Excerpt provided:
__________
Toothache? It May Be More Serious Than You Think
More often than not, it strikes you as a quick, fleeting pain—jarring you to the reality that something might be wrong—before it disappears. Invariably, the pain returns. When it does, it can be minor to severe, which might indicate gum disease, and it can be intermittent or pack a more sustained punch. But how would you describe it? Most often, you can tell you have a toothache if you feel:
- A throbbing pain around a tooth or gum
- An achy, tender feeling around a tooth or gum
- A sharp, stinging pain when you touch a tooth or gum
- A shocking pain when you bite down or chew
- Heightened sensitivity to cold or hot beverages and food
Answer the Warning Signs of Gum Disease with a Dental Appointment
A toothache can be accompanied by a fever, too, which prompts many people to take an over-the-counter remedy. This may be a fine temporary solution, but it is no substitute for making an appointment with central Florida’s most trusted and skilled dentist, Dr. Jeffrey Sevor.
__________
Source data:
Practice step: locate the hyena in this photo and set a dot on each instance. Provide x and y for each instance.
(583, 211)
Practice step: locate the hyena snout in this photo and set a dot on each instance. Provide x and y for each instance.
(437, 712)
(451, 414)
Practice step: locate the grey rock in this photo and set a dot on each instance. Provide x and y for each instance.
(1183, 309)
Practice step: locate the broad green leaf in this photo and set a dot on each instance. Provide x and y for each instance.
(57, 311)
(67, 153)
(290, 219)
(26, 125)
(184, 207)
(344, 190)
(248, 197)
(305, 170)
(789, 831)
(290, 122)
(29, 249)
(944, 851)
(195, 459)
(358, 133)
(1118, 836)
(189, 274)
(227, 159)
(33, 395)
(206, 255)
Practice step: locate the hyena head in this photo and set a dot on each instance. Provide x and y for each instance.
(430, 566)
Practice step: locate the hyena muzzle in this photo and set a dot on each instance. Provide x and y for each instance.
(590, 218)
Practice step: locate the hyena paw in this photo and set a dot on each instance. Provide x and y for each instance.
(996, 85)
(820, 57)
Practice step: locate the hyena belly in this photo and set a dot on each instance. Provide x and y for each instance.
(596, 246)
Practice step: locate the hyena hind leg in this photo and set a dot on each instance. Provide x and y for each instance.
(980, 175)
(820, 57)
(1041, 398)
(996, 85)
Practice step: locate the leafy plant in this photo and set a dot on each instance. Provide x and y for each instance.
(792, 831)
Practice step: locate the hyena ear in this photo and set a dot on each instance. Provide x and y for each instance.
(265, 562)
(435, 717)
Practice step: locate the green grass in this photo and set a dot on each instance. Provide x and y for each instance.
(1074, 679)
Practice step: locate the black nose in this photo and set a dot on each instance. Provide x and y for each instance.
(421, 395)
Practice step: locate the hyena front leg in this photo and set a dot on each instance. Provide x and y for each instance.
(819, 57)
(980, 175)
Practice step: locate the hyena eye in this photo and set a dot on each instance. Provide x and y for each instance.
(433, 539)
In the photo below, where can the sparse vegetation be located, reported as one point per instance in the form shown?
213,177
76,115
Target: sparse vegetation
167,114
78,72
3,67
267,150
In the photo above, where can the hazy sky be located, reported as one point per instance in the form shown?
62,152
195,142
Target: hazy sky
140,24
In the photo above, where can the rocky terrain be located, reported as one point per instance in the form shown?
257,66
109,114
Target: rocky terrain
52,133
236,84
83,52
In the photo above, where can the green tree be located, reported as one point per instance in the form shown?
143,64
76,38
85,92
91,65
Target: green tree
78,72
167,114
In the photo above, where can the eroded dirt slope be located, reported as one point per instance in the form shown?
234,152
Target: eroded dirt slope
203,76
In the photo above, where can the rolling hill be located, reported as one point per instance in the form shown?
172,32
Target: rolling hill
__________
Work instruction 1: According to the toothache article, what can a toothache be accompanied by that prompts many people to take an over-the-counter remedy?
Work instruction 2: Carry on the toothache article from the point where it stops.

Exercise result 1: A fever.

Exercise result 2:
A toothache is your body’s way of sending a cry for help, since it almost always is a sign that something is wrong with a tooth or your gums. Left untreated, a toothache will only get worse and trigger more pain, especially if it is traced to one of these seven serious causes:
Conditions That Could Be Causing Your Toothache
- Cause 1: Gum disease, distinguished by red, swollen, and bleeding gums. Treating this and the most advanced stages of gum disease, known as periodontitis, is Dr. Sevor’s specialty. He has earned the distinction of being the first periodontal specialist to bring an FDA-approved, patented laser periodontal therapy protocol to central Florida.
- Cause 2: Gum recession or detachment, a direct consequence of gum disease. When the roots of a tooth become exposed, they become hyper-sensitive to extreme temperatures and sour and acidic food and beverages.
- Cause 3: Tooth decay, which first infiltrates the outer coating of a tooth (the enamel) before penetrating the inner layer (the dentin). A decaying tooth is usually highly sensitive.
- Cause 4: Tooth abscess, when tooth decay reaches to the root and infects the tissue. Like gum disease, this condition can lead to bone and tissue loss and so should be treated without delay.
- Cause 5: Tooth fracture, which can vary in size from a small chip to a large crack. If the fracture has reached the nerve endings, you’ll know it: the pain can be excruciating. Often caused by a fall or other injury, a tooth fracture also can be caused by biting into a very hard or very sticky food.
- Cause 6: Misaligned or impacted wisdom teeth, which feel as painful as they sound, as teeth either press against each other or struggle to push through the gum line. Here, a vicious cycle can begin if bacteria takes advantage of this compromised state and then triggers gum disease.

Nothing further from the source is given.